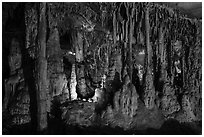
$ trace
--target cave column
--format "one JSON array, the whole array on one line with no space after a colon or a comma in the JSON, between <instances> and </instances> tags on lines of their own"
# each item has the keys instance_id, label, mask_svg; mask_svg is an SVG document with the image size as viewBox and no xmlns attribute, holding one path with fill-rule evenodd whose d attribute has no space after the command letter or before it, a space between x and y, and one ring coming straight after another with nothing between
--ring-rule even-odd
<instances>
[{"instance_id":1,"label":"cave column","mask_svg":"<svg viewBox=\"0 0 204 137\"><path fill-rule=\"evenodd\" d=\"M86 81L84 74L84 51L83 51L83 34L81 32L77 32L77 38L75 41L75 51L76 51L76 92L80 94L81 98L86 96Z\"/></svg>"},{"instance_id":2,"label":"cave column","mask_svg":"<svg viewBox=\"0 0 204 137\"><path fill-rule=\"evenodd\" d=\"M152 47L150 45L150 24L149 24L149 4L147 3L145 10L145 30L146 30L146 47L147 47L147 69L145 76L145 93L144 102L148 109L152 109L155 105L155 87L153 84L153 72L152 72Z\"/></svg>"},{"instance_id":3,"label":"cave column","mask_svg":"<svg viewBox=\"0 0 204 137\"><path fill-rule=\"evenodd\" d=\"M36 62L37 130L43 131L47 128L46 3L40 3L39 5L38 54Z\"/></svg>"}]
</instances>

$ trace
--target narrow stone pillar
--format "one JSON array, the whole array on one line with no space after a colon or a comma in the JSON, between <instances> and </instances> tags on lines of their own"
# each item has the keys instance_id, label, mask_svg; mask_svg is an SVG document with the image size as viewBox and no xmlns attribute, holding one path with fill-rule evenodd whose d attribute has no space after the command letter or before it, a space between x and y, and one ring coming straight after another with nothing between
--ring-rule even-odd
<instances>
[{"instance_id":1,"label":"narrow stone pillar","mask_svg":"<svg viewBox=\"0 0 204 137\"><path fill-rule=\"evenodd\" d=\"M36 63L37 130L47 128L46 3L39 4L38 53Z\"/></svg>"},{"instance_id":2,"label":"narrow stone pillar","mask_svg":"<svg viewBox=\"0 0 204 137\"><path fill-rule=\"evenodd\" d=\"M79 98L85 98L86 93L86 81L84 75L84 48L83 48L83 35L77 32L77 38L75 42L76 51L76 92Z\"/></svg>"}]
</instances>

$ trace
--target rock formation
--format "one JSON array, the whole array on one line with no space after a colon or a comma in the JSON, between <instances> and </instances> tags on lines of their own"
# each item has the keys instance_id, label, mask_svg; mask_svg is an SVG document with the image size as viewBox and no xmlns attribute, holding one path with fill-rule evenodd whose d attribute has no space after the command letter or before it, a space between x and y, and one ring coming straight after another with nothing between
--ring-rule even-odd
<instances>
[{"instance_id":1,"label":"rock formation","mask_svg":"<svg viewBox=\"0 0 204 137\"><path fill-rule=\"evenodd\" d=\"M4 17L2 44L12 128L49 133L56 122L130 132L202 121L202 20L165 3L3 7L16 15Z\"/></svg>"}]
</instances>

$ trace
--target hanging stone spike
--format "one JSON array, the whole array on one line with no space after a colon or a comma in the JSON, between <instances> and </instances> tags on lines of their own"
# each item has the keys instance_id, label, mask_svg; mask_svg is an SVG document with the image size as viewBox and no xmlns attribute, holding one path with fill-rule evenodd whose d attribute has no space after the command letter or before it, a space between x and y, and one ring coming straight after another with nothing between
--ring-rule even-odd
<instances>
[{"instance_id":1,"label":"hanging stone spike","mask_svg":"<svg viewBox=\"0 0 204 137\"><path fill-rule=\"evenodd\" d=\"M116 11L113 12L113 43L115 44L117 41L116 37Z\"/></svg>"},{"instance_id":2,"label":"hanging stone spike","mask_svg":"<svg viewBox=\"0 0 204 137\"><path fill-rule=\"evenodd\" d=\"M148 109L153 109L155 106L155 87L153 84L153 74L151 67L151 45L150 45L150 25L149 25L149 6L147 4L145 10L145 29L146 29L146 46L147 46L147 70L146 70L146 81L145 81L145 94L144 94L144 102L145 106Z\"/></svg>"}]
</instances>

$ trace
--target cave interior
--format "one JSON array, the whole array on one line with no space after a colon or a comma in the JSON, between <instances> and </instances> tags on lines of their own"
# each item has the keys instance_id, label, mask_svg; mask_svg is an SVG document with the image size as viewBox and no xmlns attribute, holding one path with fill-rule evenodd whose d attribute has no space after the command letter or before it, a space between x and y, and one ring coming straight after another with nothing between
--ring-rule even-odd
<instances>
[{"instance_id":1,"label":"cave interior","mask_svg":"<svg viewBox=\"0 0 204 137\"><path fill-rule=\"evenodd\" d=\"M2 134L202 134L201 11L3 2Z\"/></svg>"}]
</instances>

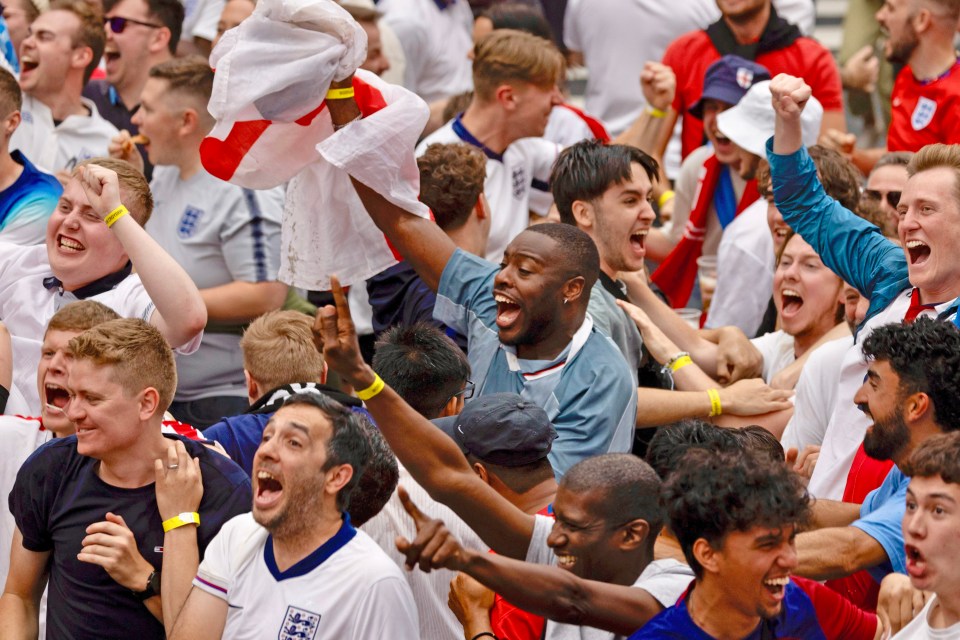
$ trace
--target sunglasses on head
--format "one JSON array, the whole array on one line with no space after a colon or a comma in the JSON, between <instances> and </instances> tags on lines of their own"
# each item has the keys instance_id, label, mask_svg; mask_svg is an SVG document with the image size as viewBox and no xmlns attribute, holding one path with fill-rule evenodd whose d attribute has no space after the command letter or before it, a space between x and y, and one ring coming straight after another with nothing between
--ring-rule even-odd
<instances>
[{"instance_id":1,"label":"sunglasses on head","mask_svg":"<svg viewBox=\"0 0 960 640\"><path fill-rule=\"evenodd\" d=\"M880 202L883 199L886 199L887 204L889 204L894 209L897 208L897 205L900 204L900 192L899 191L877 191L876 189L864 189L863 197L867 200L872 200L873 202Z\"/></svg>"},{"instance_id":2,"label":"sunglasses on head","mask_svg":"<svg viewBox=\"0 0 960 640\"><path fill-rule=\"evenodd\" d=\"M142 22L140 20L134 20L133 18L121 18L114 16L113 18L104 18L103 24L110 25L110 31L114 33L123 33L123 30L127 28L127 24L139 24L142 27L150 27L151 29L161 29L162 24L153 24L152 22Z\"/></svg>"}]
</instances>

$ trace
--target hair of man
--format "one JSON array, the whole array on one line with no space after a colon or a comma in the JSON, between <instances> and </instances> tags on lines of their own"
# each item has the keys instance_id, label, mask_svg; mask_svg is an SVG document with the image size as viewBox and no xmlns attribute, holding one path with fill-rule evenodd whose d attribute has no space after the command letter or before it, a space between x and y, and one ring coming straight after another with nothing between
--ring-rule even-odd
<instances>
[{"instance_id":1,"label":"hair of man","mask_svg":"<svg viewBox=\"0 0 960 640\"><path fill-rule=\"evenodd\" d=\"M657 430L647 445L645 460L666 480L693 448L717 452L739 451L742 447L730 429L704 420L682 420Z\"/></svg>"},{"instance_id":2,"label":"hair of man","mask_svg":"<svg viewBox=\"0 0 960 640\"><path fill-rule=\"evenodd\" d=\"M77 169L74 170L74 177L76 177L77 170L80 167L88 164L110 169L117 174L117 180L120 183L120 200L127 207L133 219L141 227L145 227L153 213L153 194L150 192L150 183L147 182L140 170L129 162L117 158L90 158L77 165ZM109 211L98 211L97 213L107 214Z\"/></svg>"},{"instance_id":3,"label":"hair of man","mask_svg":"<svg viewBox=\"0 0 960 640\"><path fill-rule=\"evenodd\" d=\"M911 478L936 478L960 484L960 431L924 440L900 470Z\"/></svg>"},{"instance_id":4,"label":"hair of man","mask_svg":"<svg viewBox=\"0 0 960 640\"><path fill-rule=\"evenodd\" d=\"M573 203L594 202L610 187L631 180L634 164L643 167L650 182L659 179L657 161L636 147L581 140L564 149L550 174L550 191L560 220L576 226Z\"/></svg>"},{"instance_id":5,"label":"hair of man","mask_svg":"<svg viewBox=\"0 0 960 640\"><path fill-rule=\"evenodd\" d=\"M565 71L563 54L544 38L497 29L473 49L473 89L482 102L491 102L497 87L528 83L542 88L556 86Z\"/></svg>"},{"instance_id":6,"label":"hair of man","mask_svg":"<svg viewBox=\"0 0 960 640\"><path fill-rule=\"evenodd\" d=\"M173 58L150 68L150 77L166 80L167 95L191 101L200 120L213 126L207 103L213 93L213 69L206 58L197 55Z\"/></svg>"},{"instance_id":7,"label":"hair of man","mask_svg":"<svg viewBox=\"0 0 960 640\"><path fill-rule=\"evenodd\" d=\"M159 329L139 318L103 322L68 343L77 360L90 360L98 367L112 367L114 380L128 396L152 387L159 395L158 414L173 401L177 366L173 350Z\"/></svg>"},{"instance_id":8,"label":"hair of man","mask_svg":"<svg viewBox=\"0 0 960 640\"><path fill-rule=\"evenodd\" d=\"M817 177L827 195L850 211L857 213L860 207L860 182L863 176L856 166L836 151L818 144L809 147L807 151L817 167ZM757 190L764 197L773 194L770 165L766 162L761 163L757 169Z\"/></svg>"},{"instance_id":9,"label":"hair of man","mask_svg":"<svg viewBox=\"0 0 960 640\"><path fill-rule=\"evenodd\" d=\"M960 429L960 331L952 322L917 318L877 327L863 341L868 360L886 362L900 379L901 398L924 393L943 431Z\"/></svg>"},{"instance_id":10,"label":"hair of man","mask_svg":"<svg viewBox=\"0 0 960 640\"><path fill-rule=\"evenodd\" d=\"M877 160L877 163L873 165L873 170L870 173L873 173L881 167L906 167L910 165L910 160L913 158L912 151L888 151L887 153L880 156L880 159Z\"/></svg>"},{"instance_id":11,"label":"hair of man","mask_svg":"<svg viewBox=\"0 0 960 640\"><path fill-rule=\"evenodd\" d=\"M744 451L756 453L772 462L784 461L783 445L777 440L777 436L760 425L751 424L738 429L730 429L730 434L740 441Z\"/></svg>"},{"instance_id":12,"label":"hair of man","mask_svg":"<svg viewBox=\"0 0 960 640\"><path fill-rule=\"evenodd\" d=\"M922 171L940 167L953 171L953 199L960 207L960 145L928 144L910 158L907 175L912 178Z\"/></svg>"},{"instance_id":13,"label":"hair of man","mask_svg":"<svg viewBox=\"0 0 960 640\"><path fill-rule=\"evenodd\" d=\"M400 482L400 465L393 449L374 424L362 414L360 425L370 442L370 461L350 496L350 522L362 526L383 509Z\"/></svg>"},{"instance_id":14,"label":"hair of man","mask_svg":"<svg viewBox=\"0 0 960 640\"><path fill-rule=\"evenodd\" d=\"M67 11L80 21L80 27L70 41L74 47L89 47L93 53L90 64L83 72L83 83L86 84L90 81L90 76L93 75L97 65L100 64L103 48L107 44L107 35L103 29L103 13L100 12L99 5L86 0L53 0L47 11Z\"/></svg>"},{"instance_id":15,"label":"hair of man","mask_svg":"<svg viewBox=\"0 0 960 640\"><path fill-rule=\"evenodd\" d=\"M313 320L291 310L269 311L240 338L243 368L264 391L295 382L320 382L323 354L313 342Z\"/></svg>"},{"instance_id":16,"label":"hair of man","mask_svg":"<svg viewBox=\"0 0 960 640\"><path fill-rule=\"evenodd\" d=\"M543 17L543 12L528 4L519 2L495 4L480 15L493 24L494 30L514 29L553 41L553 30L550 29L547 19Z\"/></svg>"},{"instance_id":17,"label":"hair of man","mask_svg":"<svg viewBox=\"0 0 960 640\"><path fill-rule=\"evenodd\" d=\"M180 0L143 0L147 5L147 15L151 22L158 22L170 31L167 49L176 54L180 35L183 31L184 7ZM108 13L120 0L107 0L103 3L103 12Z\"/></svg>"},{"instance_id":18,"label":"hair of man","mask_svg":"<svg viewBox=\"0 0 960 640\"><path fill-rule=\"evenodd\" d=\"M360 477L371 456L370 439L361 422L363 418L320 393L295 393L284 401L283 406L313 407L330 421L331 435L326 443L327 459L320 471L328 471L341 464L348 464L353 468L353 477L337 493L337 509L347 511L350 496L360 484Z\"/></svg>"},{"instance_id":19,"label":"hair of man","mask_svg":"<svg viewBox=\"0 0 960 640\"><path fill-rule=\"evenodd\" d=\"M467 462L470 466L477 463L482 464L487 473L496 476L500 482L505 484L511 491L517 494L524 494L534 487L554 477L553 465L546 457L523 464L516 467L507 467L502 464L486 462L472 453L467 454Z\"/></svg>"},{"instance_id":20,"label":"hair of man","mask_svg":"<svg viewBox=\"0 0 960 640\"><path fill-rule=\"evenodd\" d=\"M420 200L444 231L467 223L487 179L487 159L474 146L434 143L417 158Z\"/></svg>"},{"instance_id":21,"label":"hair of man","mask_svg":"<svg viewBox=\"0 0 960 640\"><path fill-rule=\"evenodd\" d=\"M0 73L0 118L7 118L23 107L23 91L12 73L2 69Z\"/></svg>"},{"instance_id":22,"label":"hair of man","mask_svg":"<svg viewBox=\"0 0 960 640\"><path fill-rule=\"evenodd\" d=\"M96 300L79 300L57 309L47 323L47 331L79 333L120 317L116 311Z\"/></svg>"},{"instance_id":23,"label":"hair of man","mask_svg":"<svg viewBox=\"0 0 960 640\"><path fill-rule=\"evenodd\" d=\"M584 280L580 301L585 307L590 288L600 278L600 252L593 239L577 227L563 223L535 224L525 233L539 233L554 240L556 263L566 271L566 279L582 277Z\"/></svg>"},{"instance_id":24,"label":"hair of man","mask_svg":"<svg viewBox=\"0 0 960 640\"><path fill-rule=\"evenodd\" d=\"M417 413L440 416L470 378L470 363L453 340L423 322L394 326L377 340L373 370Z\"/></svg>"},{"instance_id":25,"label":"hair of man","mask_svg":"<svg viewBox=\"0 0 960 640\"><path fill-rule=\"evenodd\" d=\"M377 20L382 17L382 14L372 7L362 7L356 4L343 2L340 3L340 6L343 7L346 12L350 14L350 17L357 22L377 24Z\"/></svg>"},{"instance_id":26,"label":"hair of man","mask_svg":"<svg viewBox=\"0 0 960 640\"><path fill-rule=\"evenodd\" d=\"M603 508L595 514L608 524L645 520L650 527L647 550L652 551L663 528L660 476L649 464L629 453L607 453L581 460L560 480L566 491L603 493Z\"/></svg>"},{"instance_id":27,"label":"hair of man","mask_svg":"<svg viewBox=\"0 0 960 640\"><path fill-rule=\"evenodd\" d=\"M697 578L703 577L703 566L693 545L700 538L720 549L727 534L803 525L811 511L800 476L783 463L745 451L688 451L661 495L670 531Z\"/></svg>"}]
</instances>

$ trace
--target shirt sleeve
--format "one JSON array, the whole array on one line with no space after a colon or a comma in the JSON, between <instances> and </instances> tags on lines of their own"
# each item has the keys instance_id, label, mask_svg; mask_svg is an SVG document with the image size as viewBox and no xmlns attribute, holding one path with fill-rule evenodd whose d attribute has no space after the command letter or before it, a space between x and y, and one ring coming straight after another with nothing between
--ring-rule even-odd
<instances>
[{"instance_id":1,"label":"shirt sleeve","mask_svg":"<svg viewBox=\"0 0 960 640\"><path fill-rule=\"evenodd\" d=\"M897 473L896 467L889 473ZM890 477L888 474L888 480ZM882 578L890 572L891 567L897 573L907 572L907 557L903 546L903 516L906 511L907 484L907 482L901 482L886 499L883 499L884 487L880 485L879 489L872 491L864 500L860 508L860 519L851 525L880 543L887 553L889 566L883 563L879 568L873 568L875 570L871 570L871 574L875 574L875 578L878 576Z\"/></svg>"},{"instance_id":2,"label":"shirt sleeve","mask_svg":"<svg viewBox=\"0 0 960 640\"><path fill-rule=\"evenodd\" d=\"M386 577L375 582L354 610L353 638L419 640L417 605L406 580Z\"/></svg>"},{"instance_id":3,"label":"shirt sleeve","mask_svg":"<svg viewBox=\"0 0 960 640\"><path fill-rule=\"evenodd\" d=\"M282 215L281 189L240 192L220 234L223 256L234 280L271 282L277 279Z\"/></svg>"},{"instance_id":4,"label":"shirt sleeve","mask_svg":"<svg viewBox=\"0 0 960 640\"><path fill-rule=\"evenodd\" d=\"M440 276L433 317L469 336L472 322L496 330L497 303L493 299L493 278L497 267L462 249L453 252Z\"/></svg>"},{"instance_id":5,"label":"shirt sleeve","mask_svg":"<svg viewBox=\"0 0 960 640\"><path fill-rule=\"evenodd\" d=\"M539 514L533 516L533 533L530 535L530 546L527 547L525 562L533 564L556 564L557 556L547 545L547 537L553 529L554 520Z\"/></svg>"},{"instance_id":6,"label":"shirt sleeve","mask_svg":"<svg viewBox=\"0 0 960 640\"><path fill-rule=\"evenodd\" d=\"M40 447L17 472L8 506L17 528L23 534L23 547L38 553L53 549L49 528L50 509L58 474L50 473L57 465L51 464L56 449Z\"/></svg>"},{"instance_id":7,"label":"shirt sleeve","mask_svg":"<svg viewBox=\"0 0 960 640\"><path fill-rule=\"evenodd\" d=\"M810 83L813 95L823 105L824 111L843 111L840 68L825 47L812 40L808 44L807 53L814 60L804 72L804 79Z\"/></svg>"},{"instance_id":8,"label":"shirt sleeve","mask_svg":"<svg viewBox=\"0 0 960 640\"><path fill-rule=\"evenodd\" d=\"M227 523L214 536L197 569L197 576L193 579L193 586L206 591L221 600L227 600L231 587L230 549L231 532L235 523Z\"/></svg>"},{"instance_id":9,"label":"shirt sleeve","mask_svg":"<svg viewBox=\"0 0 960 640\"><path fill-rule=\"evenodd\" d=\"M634 586L649 593L666 608L677 603L693 580L693 570L682 562L658 560L648 565Z\"/></svg>"},{"instance_id":10,"label":"shirt sleeve","mask_svg":"<svg viewBox=\"0 0 960 640\"><path fill-rule=\"evenodd\" d=\"M856 607L833 589L815 580L796 576L790 579L810 598L817 621L827 638L872 640L877 631L876 615Z\"/></svg>"}]
</instances>

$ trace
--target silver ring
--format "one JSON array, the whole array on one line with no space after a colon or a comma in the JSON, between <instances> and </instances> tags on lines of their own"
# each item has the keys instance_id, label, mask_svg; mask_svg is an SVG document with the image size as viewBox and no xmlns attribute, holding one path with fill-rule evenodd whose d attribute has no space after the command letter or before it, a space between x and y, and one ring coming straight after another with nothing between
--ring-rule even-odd
<instances>
[{"instance_id":1,"label":"silver ring","mask_svg":"<svg viewBox=\"0 0 960 640\"><path fill-rule=\"evenodd\" d=\"M180 465L178 464L168 464L167 469L177 469Z\"/></svg>"}]
</instances>

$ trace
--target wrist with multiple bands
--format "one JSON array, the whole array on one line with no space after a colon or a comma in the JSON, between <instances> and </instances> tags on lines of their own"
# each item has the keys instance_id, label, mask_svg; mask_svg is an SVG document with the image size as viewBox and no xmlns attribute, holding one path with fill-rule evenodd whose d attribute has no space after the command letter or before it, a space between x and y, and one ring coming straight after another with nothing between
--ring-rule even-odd
<instances>
[{"instance_id":1,"label":"wrist with multiple bands","mask_svg":"<svg viewBox=\"0 0 960 640\"><path fill-rule=\"evenodd\" d=\"M163 521L163 532L166 533L188 524L199 525L200 514L196 511L184 511L183 513L178 513L169 520Z\"/></svg>"},{"instance_id":2,"label":"wrist with multiple bands","mask_svg":"<svg viewBox=\"0 0 960 640\"><path fill-rule=\"evenodd\" d=\"M477 640L477 638L493 638L493 640L498 640L497 636L493 635L490 631L481 631L477 635L470 638L470 640Z\"/></svg>"},{"instance_id":3,"label":"wrist with multiple bands","mask_svg":"<svg viewBox=\"0 0 960 640\"><path fill-rule=\"evenodd\" d=\"M660 197L657 199L657 206L662 209L663 205L667 204L668 202L673 200L675 197L677 197L677 194L674 193L673 191L670 191L670 190L664 191L663 193L660 194Z\"/></svg>"},{"instance_id":4,"label":"wrist with multiple bands","mask_svg":"<svg viewBox=\"0 0 960 640\"><path fill-rule=\"evenodd\" d=\"M690 354L686 351L681 351L677 355L667 360L667 363L663 366L665 369L669 369L671 373L676 373L688 364L693 364L693 360L690 359Z\"/></svg>"},{"instance_id":5,"label":"wrist with multiple bands","mask_svg":"<svg viewBox=\"0 0 960 640\"><path fill-rule=\"evenodd\" d=\"M723 406L720 404L720 392L716 389L707 389L707 396L710 397L710 417L715 418L723 413Z\"/></svg>"},{"instance_id":6,"label":"wrist with multiple bands","mask_svg":"<svg viewBox=\"0 0 960 640\"><path fill-rule=\"evenodd\" d=\"M657 109L651 105L647 105L647 113L649 113L654 118L663 118L667 115L667 112L663 109Z\"/></svg>"},{"instance_id":7,"label":"wrist with multiple bands","mask_svg":"<svg viewBox=\"0 0 960 640\"><path fill-rule=\"evenodd\" d=\"M376 373L374 373L373 383L366 389L360 389L359 391L357 391L357 397L363 400L364 402L366 402L370 398L374 397L375 395L383 391L384 386L385 384L383 382L383 378L381 378Z\"/></svg>"},{"instance_id":8,"label":"wrist with multiple bands","mask_svg":"<svg viewBox=\"0 0 960 640\"><path fill-rule=\"evenodd\" d=\"M107 223L107 227L112 227L114 222L116 222L123 216L127 215L128 213L130 213L130 211L121 204L119 207L117 207L116 209L108 213L107 216L103 219L103 221Z\"/></svg>"}]
</instances>

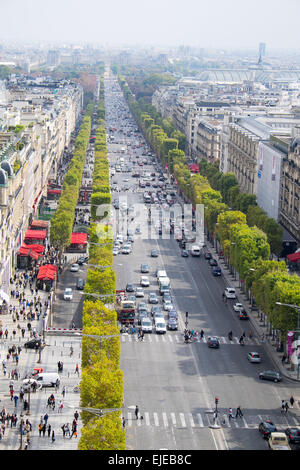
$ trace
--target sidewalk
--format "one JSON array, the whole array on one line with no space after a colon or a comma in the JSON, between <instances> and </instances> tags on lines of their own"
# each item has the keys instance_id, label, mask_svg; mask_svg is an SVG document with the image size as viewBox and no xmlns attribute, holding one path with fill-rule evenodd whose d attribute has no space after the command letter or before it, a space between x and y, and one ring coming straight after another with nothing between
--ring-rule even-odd
<instances>
[{"instance_id":1,"label":"sidewalk","mask_svg":"<svg viewBox=\"0 0 300 470\"><path fill-rule=\"evenodd\" d=\"M268 353L270 354L276 369L281 373L282 376L300 382L300 378L297 378L297 370L291 370L290 364L282 363L283 353L277 352L276 341L272 340L272 337L270 337L269 335L268 327L264 326L263 321L260 321L260 312L251 311L249 300L247 300L246 295L242 292L239 281L234 280L234 277L230 274L226 264L224 263L224 260L219 257L214 245L209 241L206 241L206 250L210 251L213 257L218 261L219 266L222 268L222 275L224 277L225 283L228 286L234 287L236 289L236 301L241 302L244 305L245 310L249 316L253 332L256 333L258 337L262 337L262 335L264 335L265 339L263 344L265 345Z\"/></svg>"}]
</instances>

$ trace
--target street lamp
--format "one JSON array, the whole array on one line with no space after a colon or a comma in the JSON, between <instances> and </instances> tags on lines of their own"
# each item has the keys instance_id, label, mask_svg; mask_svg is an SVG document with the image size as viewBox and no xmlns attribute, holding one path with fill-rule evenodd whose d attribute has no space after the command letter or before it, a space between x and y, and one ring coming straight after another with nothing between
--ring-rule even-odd
<instances>
[{"instance_id":1,"label":"street lamp","mask_svg":"<svg viewBox=\"0 0 300 470\"><path fill-rule=\"evenodd\" d=\"M103 335L103 336L82 334L81 336L85 336L86 338L92 338L92 339L96 339L96 340L100 341L100 349L102 349L102 340L103 339L119 338L120 333L117 334L117 335Z\"/></svg>"},{"instance_id":2,"label":"street lamp","mask_svg":"<svg viewBox=\"0 0 300 470\"><path fill-rule=\"evenodd\" d=\"M297 335L298 335L298 338L299 338L299 333L300 333L300 306L299 305L293 305L293 304L284 304L282 302L276 302L276 305L281 305L283 307L290 307L290 308L294 308L295 310L297 310Z\"/></svg>"},{"instance_id":3,"label":"street lamp","mask_svg":"<svg viewBox=\"0 0 300 470\"><path fill-rule=\"evenodd\" d=\"M18 450L23 450L23 428L24 428L24 419L23 413L20 414L20 446Z\"/></svg>"}]
</instances>

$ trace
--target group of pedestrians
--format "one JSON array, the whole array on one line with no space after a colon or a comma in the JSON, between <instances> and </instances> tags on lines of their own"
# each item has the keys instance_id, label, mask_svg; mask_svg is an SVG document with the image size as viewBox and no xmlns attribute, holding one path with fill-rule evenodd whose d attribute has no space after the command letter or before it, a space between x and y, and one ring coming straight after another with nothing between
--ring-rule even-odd
<instances>
[{"instance_id":1,"label":"group of pedestrians","mask_svg":"<svg viewBox=\"0 0 300 470\"><path fill-rule=\"evenodd\" d=\"M289 404L290 403L290 404ZM293 408L295 403L295 399L293 395L291 398L288 400L281 400L281 413L287 413L289 408Z\"/></svg>"}]
</instances>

- What this task involves: Please reproduce, word for word, every line from the first line of the records above through the line containing "--target narrow stone pillar", and leave out the pictures.

- Result of the exercise:
$ trace
--target cave column
--format "one JSON array, the whole array on one line with no space after a colon or a comma in the JSON, between <instances> and </instances> tags on lines of their own"
# each item has the keys instance_id, label, mask_svg; mask_svg is an SVG document with the image size as viewBox and no xmlns attribute, holding one path with fill-rule evenodd whose d attribute has no space after the command letter or before it, a space between x and y, and one ring coming straight after another with nothing between
--ring-rule even-odd
<instances>
[{"instance_id":1,"label":"cave column","mask_svg":"<svg viewBox=\"0 0 204 137\"><path fill-rule=\"evenodd\" d=\"M86 81L84 74L84 51L83 51L83 34L81 32L77 32L77 38L75 41L75 51L76 51L76 92L80 94L81 98L86 96Z\"/></svg>"},{"instance_id":2,"label":"cave column","mask_svg":"<svg viewBox=\"0 0 204 137\"><path fill-rule=\"evenodd\" d=\"M152 47L150 45L150 24L149 24L149 4L147 3L145 10L145 30L146 30L146 47L147 47L147 69L145 76L145 93L144 102L148 109L152 109L155 105L155 87L153 84L153 72L152 72Z\"/></svg>"},{"instance_id":3,"label":"cave column","mask_svg":"<svg viewBox=\"0 0 204 137\"><path fill-rule=\"evenodd\" d=\"M36 62L37 130L43 131L47 128L46 3L40 3L39 5L38 54Z\"/></svg>"}]
</instances>

$ trace
--target narrow stone pillar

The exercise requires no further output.